# QUOTED TEXT
'''

The second element of the Russian strategy was to signal its dissatisfaction with Washington by terminating or failing to renew bilateral cooperation agreements, one of which concerned the safety of fissile material (the so-called Nunn-Lugar programme), and another the fight against drug trafficking. In addition, an embargo was introduced on imports of American meat (except poultry), on the pretext of the presence of ractopamine (a feed additive).
The third part of the Kremlin’s strategy is a counter-offensive in the area of human rights. This is in fact addressed to the West as a whole, but for now its main target is the United States. Since about the middle of last year, this counter-offensive has focused on the treatment of Russian children adopted by US citizens. Russian officials have publicly claimed that children in the United States from Russia have been systematically ill-treated (and even killed), to the indifference of the US authorities. In December 2012, the ‘Dima Yakovlev Act’ banned adoptions by American citizens.

'''

# PROMPT 1
Using the Russian strategy passage, answer:
(a) Which cooperation agreement dealt with the safety of fissile material?
(b) What pretext was given for the embargo on American meat imports?
(c) What did the 'Dima Yakovlev Act' ban, and in what month and year?
# PROMPT 2
Duplicate the Russian strategy passage starting with "The second element" and going on through "(a feed additive).".
Rely only on the Russian strategy passage and nothing else.

# DATASET EXCERPT
'''

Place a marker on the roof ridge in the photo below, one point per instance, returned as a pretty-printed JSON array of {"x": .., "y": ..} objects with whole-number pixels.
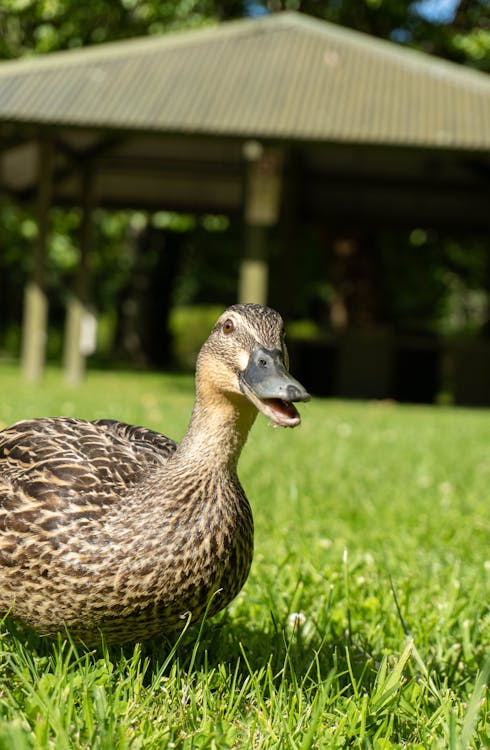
[{"x": 243, "y": 27}]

'''

# CORRECT OUTPUT 1
(a) The Nunn-Lugar programme.
(b) The presence of ractopamine, a feed additive.
(c) Adoptions by American citizens; December 2012.

# CORRECT OUTPUT 2
The second element of the Russian strategy was to signal its dissatisfaction with Washington by terminating or failing to renew bilateral cooperation agreements, one of which concerned the safety of fissile material (the so-called Nunn-Lugar programme), and another the fight against drug trafficking. In addition, an embargo was introduced on imports of American meat (except poultry), on the pretext of the presence of ractopamine (a feed additive).